— EXERCISE OBJECTIVE —
Print, in exact form, the lines below from the one containing "Please review the image above and annotate the white road" through the one containing "Please review the image above and annotate the tree.", and omit all others.

— Data extracted from a collection —

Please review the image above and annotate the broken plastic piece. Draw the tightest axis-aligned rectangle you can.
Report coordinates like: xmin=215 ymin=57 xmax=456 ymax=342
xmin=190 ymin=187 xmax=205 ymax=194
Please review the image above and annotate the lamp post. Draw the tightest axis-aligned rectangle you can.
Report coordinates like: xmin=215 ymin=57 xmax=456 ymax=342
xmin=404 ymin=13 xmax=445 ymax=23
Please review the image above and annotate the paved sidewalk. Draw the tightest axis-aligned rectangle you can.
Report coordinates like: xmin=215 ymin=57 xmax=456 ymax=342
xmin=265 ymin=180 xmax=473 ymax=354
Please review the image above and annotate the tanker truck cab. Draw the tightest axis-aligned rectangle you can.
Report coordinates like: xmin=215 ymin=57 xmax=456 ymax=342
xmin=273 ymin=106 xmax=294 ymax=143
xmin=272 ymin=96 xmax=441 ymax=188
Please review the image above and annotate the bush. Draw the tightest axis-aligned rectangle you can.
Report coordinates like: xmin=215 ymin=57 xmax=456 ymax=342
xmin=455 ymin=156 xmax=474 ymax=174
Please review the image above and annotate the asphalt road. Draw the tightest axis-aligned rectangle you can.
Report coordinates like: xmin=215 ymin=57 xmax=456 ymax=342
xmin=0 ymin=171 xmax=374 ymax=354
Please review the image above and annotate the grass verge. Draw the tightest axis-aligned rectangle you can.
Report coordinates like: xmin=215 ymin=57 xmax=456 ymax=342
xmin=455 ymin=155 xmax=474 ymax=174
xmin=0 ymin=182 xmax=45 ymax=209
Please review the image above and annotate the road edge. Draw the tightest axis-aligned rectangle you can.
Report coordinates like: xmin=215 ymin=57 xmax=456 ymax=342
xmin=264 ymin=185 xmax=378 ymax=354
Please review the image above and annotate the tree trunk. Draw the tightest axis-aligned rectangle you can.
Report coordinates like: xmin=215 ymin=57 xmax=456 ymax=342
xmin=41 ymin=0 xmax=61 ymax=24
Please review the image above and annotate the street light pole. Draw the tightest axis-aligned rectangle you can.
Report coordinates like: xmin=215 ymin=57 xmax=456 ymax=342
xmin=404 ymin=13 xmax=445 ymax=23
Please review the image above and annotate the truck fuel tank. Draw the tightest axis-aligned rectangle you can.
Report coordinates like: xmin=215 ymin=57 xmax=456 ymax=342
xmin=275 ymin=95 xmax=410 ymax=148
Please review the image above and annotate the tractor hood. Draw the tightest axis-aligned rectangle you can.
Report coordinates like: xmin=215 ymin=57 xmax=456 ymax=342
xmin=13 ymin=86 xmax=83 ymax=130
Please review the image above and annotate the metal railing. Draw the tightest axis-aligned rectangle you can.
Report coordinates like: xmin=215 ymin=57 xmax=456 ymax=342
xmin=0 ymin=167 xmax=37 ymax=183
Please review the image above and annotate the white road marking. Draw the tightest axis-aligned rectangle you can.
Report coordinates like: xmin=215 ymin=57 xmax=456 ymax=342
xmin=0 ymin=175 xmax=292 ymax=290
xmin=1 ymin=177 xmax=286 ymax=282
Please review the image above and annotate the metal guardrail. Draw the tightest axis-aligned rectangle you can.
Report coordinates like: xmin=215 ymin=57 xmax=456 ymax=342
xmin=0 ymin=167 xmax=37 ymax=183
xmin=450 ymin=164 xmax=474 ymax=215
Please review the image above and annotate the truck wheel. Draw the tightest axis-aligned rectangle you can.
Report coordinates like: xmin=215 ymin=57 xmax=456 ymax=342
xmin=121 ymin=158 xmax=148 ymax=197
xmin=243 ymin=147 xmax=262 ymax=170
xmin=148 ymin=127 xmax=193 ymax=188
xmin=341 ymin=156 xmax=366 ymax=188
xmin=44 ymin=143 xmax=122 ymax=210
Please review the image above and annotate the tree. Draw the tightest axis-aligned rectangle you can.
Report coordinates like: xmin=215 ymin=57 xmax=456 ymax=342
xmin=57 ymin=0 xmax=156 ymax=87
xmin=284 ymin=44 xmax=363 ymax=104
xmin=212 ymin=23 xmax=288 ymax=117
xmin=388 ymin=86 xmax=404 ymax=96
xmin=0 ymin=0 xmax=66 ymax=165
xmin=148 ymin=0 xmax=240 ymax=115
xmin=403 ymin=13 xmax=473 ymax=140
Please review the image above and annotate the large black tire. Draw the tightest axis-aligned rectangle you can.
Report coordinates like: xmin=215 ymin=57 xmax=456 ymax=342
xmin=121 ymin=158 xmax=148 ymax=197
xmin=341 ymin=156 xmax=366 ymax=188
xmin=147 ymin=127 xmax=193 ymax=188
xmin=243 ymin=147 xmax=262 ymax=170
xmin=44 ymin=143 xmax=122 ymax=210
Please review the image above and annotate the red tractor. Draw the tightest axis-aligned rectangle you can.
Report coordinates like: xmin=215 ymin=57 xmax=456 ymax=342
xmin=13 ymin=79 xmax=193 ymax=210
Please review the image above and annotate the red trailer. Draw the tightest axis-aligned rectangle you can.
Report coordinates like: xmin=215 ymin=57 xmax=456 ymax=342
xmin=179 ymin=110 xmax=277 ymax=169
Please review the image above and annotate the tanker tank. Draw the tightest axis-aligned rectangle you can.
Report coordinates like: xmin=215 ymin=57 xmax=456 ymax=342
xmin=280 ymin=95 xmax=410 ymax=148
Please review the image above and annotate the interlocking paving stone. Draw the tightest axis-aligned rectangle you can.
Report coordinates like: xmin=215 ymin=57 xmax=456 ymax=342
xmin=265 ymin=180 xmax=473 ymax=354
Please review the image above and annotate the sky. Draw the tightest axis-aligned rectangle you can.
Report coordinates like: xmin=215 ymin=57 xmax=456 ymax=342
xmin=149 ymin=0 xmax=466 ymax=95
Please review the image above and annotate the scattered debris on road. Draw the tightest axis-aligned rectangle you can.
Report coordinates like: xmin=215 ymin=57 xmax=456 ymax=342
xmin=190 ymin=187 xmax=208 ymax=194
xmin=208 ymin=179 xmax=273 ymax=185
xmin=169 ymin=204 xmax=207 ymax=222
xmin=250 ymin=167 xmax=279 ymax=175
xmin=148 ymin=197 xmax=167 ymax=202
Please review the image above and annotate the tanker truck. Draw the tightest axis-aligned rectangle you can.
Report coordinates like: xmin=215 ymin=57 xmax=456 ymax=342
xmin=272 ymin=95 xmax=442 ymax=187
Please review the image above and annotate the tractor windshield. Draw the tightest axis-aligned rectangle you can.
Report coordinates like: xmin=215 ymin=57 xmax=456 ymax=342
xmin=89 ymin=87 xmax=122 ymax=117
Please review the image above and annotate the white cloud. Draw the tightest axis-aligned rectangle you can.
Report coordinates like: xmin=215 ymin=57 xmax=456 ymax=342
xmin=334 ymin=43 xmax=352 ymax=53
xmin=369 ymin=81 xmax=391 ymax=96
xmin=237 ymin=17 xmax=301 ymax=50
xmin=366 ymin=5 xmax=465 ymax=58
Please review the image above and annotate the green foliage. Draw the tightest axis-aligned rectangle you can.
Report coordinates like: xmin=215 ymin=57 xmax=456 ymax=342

— EXERCISE RESULT —
Please review the image above and annotate the white road marking. Draw the tightest axis-aligned rectangle you can.
Report coordinates like: xmin=215 ymin=57 xmax=456 ymax=342
xmin=0 ymin=175 xmax=292 ymax=290
xmin=1 ymin=177 xmax=286 ymax=282
Please review the image above and annotate the metal guardrail. Draw the tightest axis-aligned rectangle you can.
Report coordinates like: xmin=215 ymin=57 xmax=456 ymax=342
xmin=0 ymin=167 xmax=37 ymax=183
xmin=450 ymin=164 xmax=474 ymax=215
Please review the image above and annotate the truck wheel. Draw the tightest axis-aligned rectangle you can.
Report coordinates like: xmin=215 ymin=57 xmax=456 ymax=342
xmin=121 ymin=158 xmax=148 ymax=197
xmin=243 ymin=147 xmax=262 ymax=170
xmin=148 ymin=127 xmax=193 ymax=188
xmin=341 ymin=156 xmax=366 ymax=188
xmin=44 ymin=143 xmax=122 ymax=210
Please review the image above and annotate the tree. Draw the tightest axis-aligned rectangle you can.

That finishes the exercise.